### SEGMEN DOKUMEN
★ ★ ★ ★ ★ ★ ★

Sebuah penelitian terbaru mengungkapkan bahwa GPT-4 secara konsisten memenangkan debat satu lawan satu dengan manusia, terutama ketika AI ini mengetahui informasi pribadi seperti usia, pekerjaan, dan kecenderungan politik lawan bicaranya.
Baca Juga: Wanita Ini Gugat Cerai Suaminya Karena ChatGPT
Peneliti dari EPFL Swiss, Princeton University, dan Fondazione Bruno Kessler Italia menguji 900 partisipan yang berdebat baik dengan manusia maupun GPT-4. Dalam beberapa kasus, kedua pihak (AI dan manusia) diberikan akses ke informasi demografis lawan, seperti jenis kelamin, usia, pendidikan, pekerjaan, etnis, dan afiliasi politik.
Hasil studi yang diterbitkan di Nature Human Behaviour menunjukkan:
- AI 64,4% lebih persuasif daripada manusia ketika memiliki data pribadi lawan.
- Tanpa data pribadi, kemampuan persuasif AI setara dengan manusia.
- Dengan personalisasi argumen, GPT-4 meningkatkan peluang mengubah pendapat lawan sebesar 81,2% dibandingkan debat antar manusia.
Risiko Manipulasi dan Penyebaran Misinformasi
Peneliti menekankan kekhawatiran tentang potensi penyalahgunaan AI:
*”LLM (Large Language Model) seperti GPT-4 berisiko dimanfaatkan untuk memanipulasi percakapan online, menyebarkan misinformasi, memperparah polarisasi politik, dan memperkuat ruang gema (*echo chambers).”

★ ★ ★ ★ ★ ★ ★

### TELUSURI MATERI
- 1) Tuliskan kembali secara persis bagian artikel tentang debat GPT-4 melawan manusia, mulai dari "Sebuah penelitian terbaru" sampai dengan "setara dengan manusia.".
- 2) Lanjutkan artikel tentang debat GPT-4 melawan manusia, dimulai setelah kalimat terakhirnya.

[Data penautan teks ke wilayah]
★ ★ ★ ★ ★ ★ ★

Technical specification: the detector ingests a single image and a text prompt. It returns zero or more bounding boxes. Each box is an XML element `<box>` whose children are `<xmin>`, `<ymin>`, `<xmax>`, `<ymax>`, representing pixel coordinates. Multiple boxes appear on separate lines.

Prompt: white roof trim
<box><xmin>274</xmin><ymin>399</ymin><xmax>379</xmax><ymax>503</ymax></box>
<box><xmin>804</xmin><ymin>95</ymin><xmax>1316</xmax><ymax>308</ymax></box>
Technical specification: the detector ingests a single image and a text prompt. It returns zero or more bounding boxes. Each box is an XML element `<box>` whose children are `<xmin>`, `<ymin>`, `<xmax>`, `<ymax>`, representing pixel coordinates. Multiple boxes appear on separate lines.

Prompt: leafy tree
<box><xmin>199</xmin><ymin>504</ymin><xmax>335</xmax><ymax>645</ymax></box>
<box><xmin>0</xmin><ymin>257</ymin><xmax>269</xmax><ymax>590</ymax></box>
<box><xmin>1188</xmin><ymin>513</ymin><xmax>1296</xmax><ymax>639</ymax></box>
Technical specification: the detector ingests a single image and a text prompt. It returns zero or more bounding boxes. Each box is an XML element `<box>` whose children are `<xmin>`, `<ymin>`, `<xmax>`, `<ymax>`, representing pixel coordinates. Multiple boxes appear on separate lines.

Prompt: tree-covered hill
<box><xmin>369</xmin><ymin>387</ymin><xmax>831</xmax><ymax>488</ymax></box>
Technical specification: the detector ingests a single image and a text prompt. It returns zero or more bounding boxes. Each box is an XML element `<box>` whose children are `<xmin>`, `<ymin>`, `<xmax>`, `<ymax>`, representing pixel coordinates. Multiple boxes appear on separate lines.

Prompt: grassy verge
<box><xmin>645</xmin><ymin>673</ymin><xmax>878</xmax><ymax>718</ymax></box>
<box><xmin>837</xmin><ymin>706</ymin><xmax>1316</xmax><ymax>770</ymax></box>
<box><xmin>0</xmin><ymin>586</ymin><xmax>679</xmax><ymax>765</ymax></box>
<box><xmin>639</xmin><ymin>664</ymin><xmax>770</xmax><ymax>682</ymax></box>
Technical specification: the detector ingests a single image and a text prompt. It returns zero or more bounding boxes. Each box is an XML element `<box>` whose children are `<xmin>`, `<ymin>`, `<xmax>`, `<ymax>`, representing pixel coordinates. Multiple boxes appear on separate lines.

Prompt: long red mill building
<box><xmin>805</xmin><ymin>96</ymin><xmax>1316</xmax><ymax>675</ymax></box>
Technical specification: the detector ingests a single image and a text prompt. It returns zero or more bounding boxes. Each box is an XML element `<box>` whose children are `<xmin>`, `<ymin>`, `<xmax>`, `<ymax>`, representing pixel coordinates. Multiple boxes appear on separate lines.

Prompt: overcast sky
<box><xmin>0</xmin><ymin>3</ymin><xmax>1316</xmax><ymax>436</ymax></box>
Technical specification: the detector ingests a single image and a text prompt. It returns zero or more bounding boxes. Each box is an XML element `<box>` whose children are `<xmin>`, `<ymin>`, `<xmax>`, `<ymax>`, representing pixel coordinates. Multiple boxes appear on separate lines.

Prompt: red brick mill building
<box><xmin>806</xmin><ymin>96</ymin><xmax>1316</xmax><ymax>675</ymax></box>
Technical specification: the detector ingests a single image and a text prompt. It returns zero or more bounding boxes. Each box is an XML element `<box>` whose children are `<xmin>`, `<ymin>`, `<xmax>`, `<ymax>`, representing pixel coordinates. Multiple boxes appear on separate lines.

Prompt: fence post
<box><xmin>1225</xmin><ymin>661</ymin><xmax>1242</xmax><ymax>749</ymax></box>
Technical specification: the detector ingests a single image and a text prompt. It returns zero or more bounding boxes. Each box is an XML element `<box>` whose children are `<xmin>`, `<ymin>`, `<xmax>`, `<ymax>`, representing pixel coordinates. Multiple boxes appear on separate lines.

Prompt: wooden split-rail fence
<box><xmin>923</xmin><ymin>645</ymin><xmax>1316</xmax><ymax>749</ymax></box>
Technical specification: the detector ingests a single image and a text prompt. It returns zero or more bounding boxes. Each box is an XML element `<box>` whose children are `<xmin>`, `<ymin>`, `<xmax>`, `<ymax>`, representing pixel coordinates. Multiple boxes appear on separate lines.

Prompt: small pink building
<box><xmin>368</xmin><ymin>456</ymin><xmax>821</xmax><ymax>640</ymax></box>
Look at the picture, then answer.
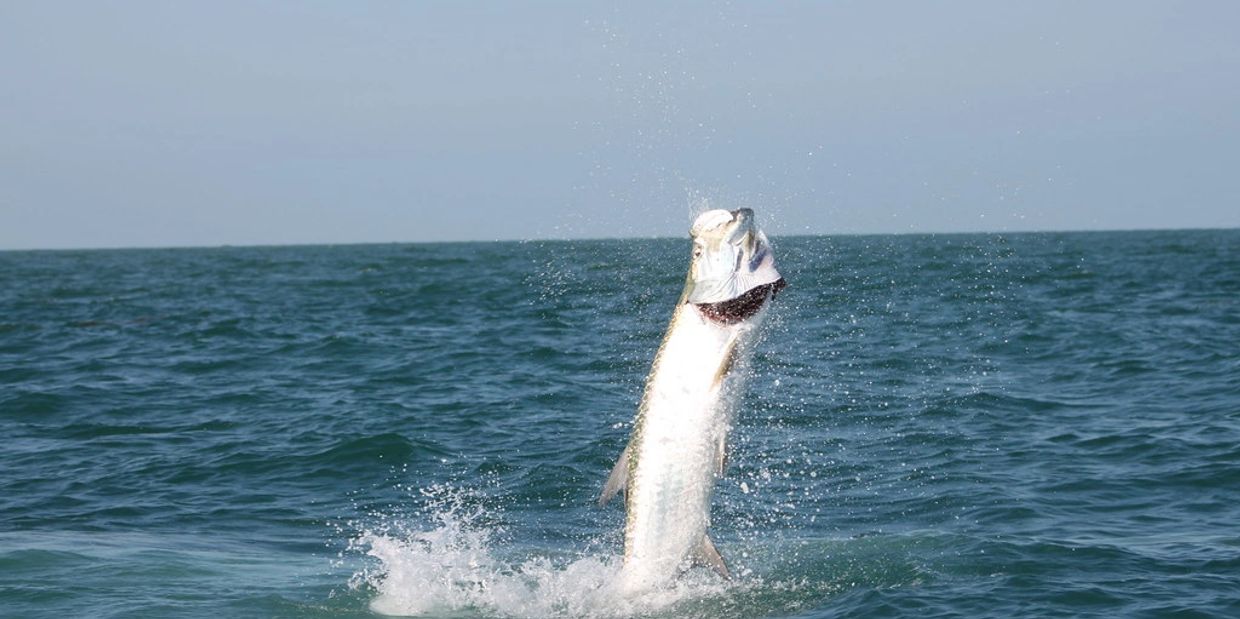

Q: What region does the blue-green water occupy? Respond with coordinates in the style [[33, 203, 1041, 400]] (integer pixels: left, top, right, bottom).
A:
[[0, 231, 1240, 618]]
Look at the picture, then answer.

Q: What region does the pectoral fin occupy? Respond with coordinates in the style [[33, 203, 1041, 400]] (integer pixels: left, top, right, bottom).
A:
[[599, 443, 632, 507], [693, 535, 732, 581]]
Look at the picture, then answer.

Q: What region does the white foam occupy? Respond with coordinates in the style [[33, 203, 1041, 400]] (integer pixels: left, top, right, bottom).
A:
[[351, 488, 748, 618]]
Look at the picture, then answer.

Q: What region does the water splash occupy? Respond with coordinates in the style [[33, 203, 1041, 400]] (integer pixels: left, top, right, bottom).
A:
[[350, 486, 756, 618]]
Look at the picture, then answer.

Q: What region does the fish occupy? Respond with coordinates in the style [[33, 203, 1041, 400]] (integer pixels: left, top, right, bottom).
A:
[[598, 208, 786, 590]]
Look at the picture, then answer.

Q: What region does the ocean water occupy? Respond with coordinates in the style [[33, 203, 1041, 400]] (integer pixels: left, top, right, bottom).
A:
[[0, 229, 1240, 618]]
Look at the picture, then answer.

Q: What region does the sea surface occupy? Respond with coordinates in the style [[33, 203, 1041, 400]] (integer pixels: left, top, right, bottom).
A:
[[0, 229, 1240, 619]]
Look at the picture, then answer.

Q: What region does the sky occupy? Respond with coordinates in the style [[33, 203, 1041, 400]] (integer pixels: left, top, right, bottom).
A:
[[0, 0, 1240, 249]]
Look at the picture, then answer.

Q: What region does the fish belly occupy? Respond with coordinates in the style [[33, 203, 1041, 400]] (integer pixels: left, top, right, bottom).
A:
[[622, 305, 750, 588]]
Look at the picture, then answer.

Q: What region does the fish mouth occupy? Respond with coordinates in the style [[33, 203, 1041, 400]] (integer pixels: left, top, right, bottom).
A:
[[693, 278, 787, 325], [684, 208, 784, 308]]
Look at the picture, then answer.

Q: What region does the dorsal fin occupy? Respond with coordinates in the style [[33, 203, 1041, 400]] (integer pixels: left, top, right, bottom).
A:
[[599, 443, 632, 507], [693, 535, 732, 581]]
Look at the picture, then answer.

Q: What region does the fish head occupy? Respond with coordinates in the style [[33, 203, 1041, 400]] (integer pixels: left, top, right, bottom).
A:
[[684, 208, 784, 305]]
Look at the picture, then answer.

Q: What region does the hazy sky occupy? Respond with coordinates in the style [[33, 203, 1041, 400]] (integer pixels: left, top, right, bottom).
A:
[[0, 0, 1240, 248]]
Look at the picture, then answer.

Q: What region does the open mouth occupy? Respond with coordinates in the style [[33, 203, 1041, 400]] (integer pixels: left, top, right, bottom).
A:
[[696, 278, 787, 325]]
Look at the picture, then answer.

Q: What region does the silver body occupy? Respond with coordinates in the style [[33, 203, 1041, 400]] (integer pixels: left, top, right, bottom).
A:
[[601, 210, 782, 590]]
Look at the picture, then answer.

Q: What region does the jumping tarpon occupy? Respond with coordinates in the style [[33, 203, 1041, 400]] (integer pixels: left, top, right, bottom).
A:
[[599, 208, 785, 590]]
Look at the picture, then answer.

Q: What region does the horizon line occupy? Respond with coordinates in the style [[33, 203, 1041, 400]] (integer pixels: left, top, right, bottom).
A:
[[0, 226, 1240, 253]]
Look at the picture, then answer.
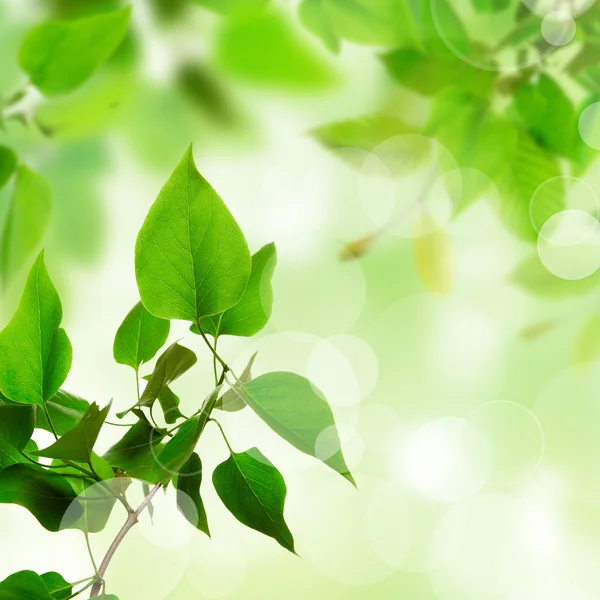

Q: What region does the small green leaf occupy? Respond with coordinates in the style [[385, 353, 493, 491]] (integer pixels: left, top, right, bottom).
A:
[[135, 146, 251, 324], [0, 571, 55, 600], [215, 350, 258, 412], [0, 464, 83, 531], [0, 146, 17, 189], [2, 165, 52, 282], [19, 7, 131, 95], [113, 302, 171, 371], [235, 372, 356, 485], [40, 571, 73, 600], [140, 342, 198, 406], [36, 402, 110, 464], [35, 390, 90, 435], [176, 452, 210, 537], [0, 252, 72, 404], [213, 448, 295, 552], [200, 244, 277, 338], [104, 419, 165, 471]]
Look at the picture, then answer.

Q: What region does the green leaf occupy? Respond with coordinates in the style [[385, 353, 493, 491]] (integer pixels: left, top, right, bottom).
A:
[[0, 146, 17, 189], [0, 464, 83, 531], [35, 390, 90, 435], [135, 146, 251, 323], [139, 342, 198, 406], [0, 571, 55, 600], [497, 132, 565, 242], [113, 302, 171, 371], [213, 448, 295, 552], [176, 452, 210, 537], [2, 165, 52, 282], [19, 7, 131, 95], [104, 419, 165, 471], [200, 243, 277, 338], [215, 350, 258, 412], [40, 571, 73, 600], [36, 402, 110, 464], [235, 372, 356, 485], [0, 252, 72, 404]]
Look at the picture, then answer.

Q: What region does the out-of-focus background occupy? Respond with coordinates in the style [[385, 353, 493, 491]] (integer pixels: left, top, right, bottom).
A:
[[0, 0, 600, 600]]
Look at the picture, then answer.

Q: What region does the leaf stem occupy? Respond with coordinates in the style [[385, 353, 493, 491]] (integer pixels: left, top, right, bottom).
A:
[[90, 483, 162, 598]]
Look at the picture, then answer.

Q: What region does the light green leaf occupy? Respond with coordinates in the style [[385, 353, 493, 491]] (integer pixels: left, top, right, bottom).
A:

★ ★ ★ ★ ★ ★ ★

### HASIL TUGAS
- 1)
Sebuah penelitian terbaru mengungkapkan bahwa GPT-4 secara konsisten memenangkan debat satu lawan satu dengan manusia, terutama ketika AI ini mengetahui informasi pribadi seperti usia, pekerjaan, dan kecenderungan politik lawan bicaranya.
Baca Juga: Wanita Ini Gugat Cerai Suaminya Karena ChatGPT
Peneliti dari EPFL Swiss, Princeton University, dan Fondazione Bruno Kessler Italia menguji 900 partisipan yang berdebat baik dengan manusia maupun GPT-4. Dalam beberapa kasus, kedua pihak (AI dan manusia) diberikan akses ke informasi demografis lawan, seperti jenis kelamin, usia, pendidikan, pekerjaan, etnis, dan afiliasi politik.
Hasil studi yang diterbitkan di Nature Human Behaviour menunjukkan:
- AI 64,4% lebih persuasif daripada manusia ketika memiliki data pribadi lawan.
- Tanpa data pribadi, kemampuan persuasif AI setara dengan manusia.

- 2)
Kemampuan personalisasi ini semakin mengkhawatirkan mengingat pembaruan terbaru ChatGPT yang memungkinkan AI mengingat riwayat percakapan pengguna (dengan izin). Katalog informasi pribadi ini bisa menjadi senjata untuk tujuan jahat jika tidak dikelola dengan etis.
Kelemahan AI: Tidak Efektif pada Isu yang Sangat Subjektif
Meski unggul dalam banyak kasus, GPT-4 kesulitan mengubah pendapat manusia pada isu yang sangat kontroversial atau telah tertanam kuat (opinion strength). Misalnya, AI ini tidak akan lebih sukses dari manusia dalam debat sengit seputar topik sensitif di meja makan keluarga.
Selain itu, gaya debat GPT-4 cenderung analitis dan logis, sementara manusia lebih mengandalkan kata ganti personal (“saya”, “kita”) dan daya emosional. Menariknya, personalisasi data tidak mengubah gaya bahasa AI—hanya membuat argumennya lebih terarah.
Partisipan Lebih Mudah Terpengaruh oleh AI
- 3 dari 4 partisipan bisa mengenali lawan debatnya sebagai AI, terutama karena gaya penulisan GPT-4 yang khas.
- Namun, partisipan lebih mungkin berubah pendapat ketika mengira lawannya adalah AI, dibandingkan jika lawannya manusia.
Peneliti menyebut temuan ini sebagai “bukti konsep” untuk skenario di platform seperti Reddit, Facebook, atau X, tempat bot AI sudah umum digunakan. Bahkan dengan hanya 6 jenis data pribadi, AI bisa memengaruhi pemikiran manusia—tanpa perlu teknik profil mendalam ala Cambridge Analytica.
Refleksi: Apa Arti Debat Bagi Manusia?
Di era ketergantungan pada AI untuk tugas sehari-hari, penting bagi kita untuk tetap kritis terhadap informasi yang diterima. Ironisnya, media sosial yang dianggap sebagai “perekam era digital” justru memperdalam kesepian, seperti ditunjukkan dua studi tentang chatbot Maret lalu.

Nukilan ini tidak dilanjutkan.